» PROMPT
Reproduce the items below verbatim, character for character, but omit the pictures from your output.

» DATASET RECORDS
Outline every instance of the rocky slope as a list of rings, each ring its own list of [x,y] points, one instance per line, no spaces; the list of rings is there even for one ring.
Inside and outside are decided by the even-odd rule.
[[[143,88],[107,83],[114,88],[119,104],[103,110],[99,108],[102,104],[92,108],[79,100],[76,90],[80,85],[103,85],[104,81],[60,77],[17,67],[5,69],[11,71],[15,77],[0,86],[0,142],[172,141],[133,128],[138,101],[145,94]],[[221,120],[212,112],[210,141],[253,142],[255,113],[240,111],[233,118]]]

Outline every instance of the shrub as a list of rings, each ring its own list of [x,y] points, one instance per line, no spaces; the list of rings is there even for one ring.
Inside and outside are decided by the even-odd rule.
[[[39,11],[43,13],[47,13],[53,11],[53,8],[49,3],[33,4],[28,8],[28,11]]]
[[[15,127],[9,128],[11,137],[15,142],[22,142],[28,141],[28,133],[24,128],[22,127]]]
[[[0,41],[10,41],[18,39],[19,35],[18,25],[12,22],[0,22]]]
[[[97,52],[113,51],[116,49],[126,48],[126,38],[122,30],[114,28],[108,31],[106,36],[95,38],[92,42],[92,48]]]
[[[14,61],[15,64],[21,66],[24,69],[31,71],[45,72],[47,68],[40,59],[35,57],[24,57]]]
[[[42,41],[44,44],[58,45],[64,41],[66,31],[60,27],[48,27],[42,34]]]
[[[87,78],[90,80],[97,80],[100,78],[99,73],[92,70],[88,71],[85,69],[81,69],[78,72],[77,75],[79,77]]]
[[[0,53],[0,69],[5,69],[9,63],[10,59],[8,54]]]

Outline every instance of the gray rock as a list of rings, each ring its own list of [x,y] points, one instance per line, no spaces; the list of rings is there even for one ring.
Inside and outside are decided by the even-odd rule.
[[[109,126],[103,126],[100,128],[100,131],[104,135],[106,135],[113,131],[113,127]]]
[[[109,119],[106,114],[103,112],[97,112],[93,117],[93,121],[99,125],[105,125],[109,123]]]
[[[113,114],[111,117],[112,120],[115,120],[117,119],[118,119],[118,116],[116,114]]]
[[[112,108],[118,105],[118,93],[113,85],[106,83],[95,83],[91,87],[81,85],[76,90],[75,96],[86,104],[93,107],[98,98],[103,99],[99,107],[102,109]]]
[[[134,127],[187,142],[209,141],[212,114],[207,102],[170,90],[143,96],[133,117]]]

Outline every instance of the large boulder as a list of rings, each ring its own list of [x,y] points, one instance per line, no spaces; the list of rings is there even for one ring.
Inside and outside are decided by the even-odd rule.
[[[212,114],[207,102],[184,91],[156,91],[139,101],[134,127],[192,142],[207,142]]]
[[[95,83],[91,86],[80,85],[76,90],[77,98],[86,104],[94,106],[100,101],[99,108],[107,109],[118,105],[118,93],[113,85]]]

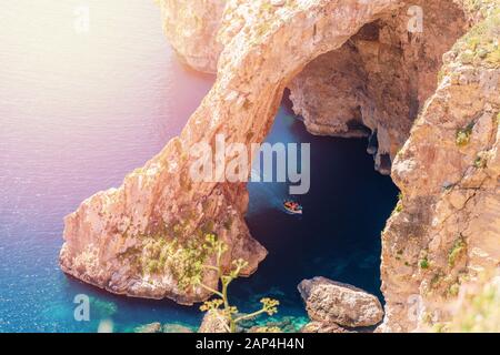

» FULL OUTPUT
Outline every instance of the rocky slope as a list of rings, each ring its own list of [x,y] points, one instance per line, no spaces; the list of rings is there even for one ring.
Inside and outside are decided by the even-odd rule.
[[[143,88],[107,83],[114,88],[119,104],[103,110],[99,108],[102,104],[92,108],[79,100],[76,90],[80,85],[103,85],[104,81],[60,77],[17,67],[5,69],[11,71],[15,77],[0,86],[0,142],[172,141],[133,128],[138,101],[145,94]],[[221,120],[212,112],[210,141],[253,142],[255,113],[240,111],[233,118]]]

Outline every instance of the shrub as a list of rings, each ring its own list of [x,y] points, one instance per line, no spaces; the list of rings is there even for one ring.
Inside and outside are decided by the even-odd rule.
[[[39,11],[43,13],[47,13],[53,11],[53,8],[49,3],[33,4],[28,8],[28,11]]]
[[[15,127],[9,128],[11,137],[15,142],[22,142],[28,141],[28,133],[24,128],[22,127]]]
[[[0,41],[10,41],[18,39],[19,35],[18,25],[12,22],[0,22]]]
[[[97,52],[113,51],[116,49],[126,48],[126,38],[122,30],[114,28],[108,31],[106,36],[95,38],[92,42],[92,48]]]
[[[14,61],[15,64],[21,66],[24,69],[31,71],[45,72],[47,68],[40,59],[35,57],[24,57]]]
[[[42,41],[44,44],[58,45],[64,41],[66,31],[60,27],[48,27],[42,34]]]
[[[87,78],[90,80],[97,80],[100,78],[99,73],[92,70],[88,71],[85,69],[81,69],[78,72],[77,75],[79,77]]]
[[[0,53],[0,69],[5,69],[9,63],[10,59],[8,54]]]

Outline every instance of the gray rock as a list of rings, each ring its own list of [x,y] points, one instance per line, no spaces; the list of rings is there even for one ring.
Inside and outside are decided by the even-odd rule.
[[[109,126],[103,126],[100,128],[100,131],[104,135],[106,135],[113,131],[113,127]]]
[[[109,119],[106,114],[103,112],[97,112],[93,117],[93,121],[99,125],[105,125],[109,123]]]
[[[113,114],[111,117],[112,120],[115,120],[117,119],[118,119],[118,116],[116,114]]]
[[[112,108],[118,105],[118,93],[113,85],[106,83],[95,83],[91,87],[81,85],[76,90],[75,96],[86,104],[93,107],[98,98],[103,99],[99,107],[102,109]]]
[[[134,127],[187,142],[209,141],[212,114],[207,102],[170,90],[143,96],[133,117]]]

Outline every instance of the large boulder as a list of rings, each ring its own list of [x,y] points, one instance per line, no spaces; the list of rings is there even for one ring.
Inside and outside are decided by the even-odd rule.
[[[212,114],[207,102],[184,91],[156,91],[139,101],[134,127],[192,142],[207,142]]]
[[[95,83],[91,86],[80,85],[76,90],[77,98],[86,104],[94,106],[100,101],[99,108],[107,109],[118,105],[118,93],[113,85]]]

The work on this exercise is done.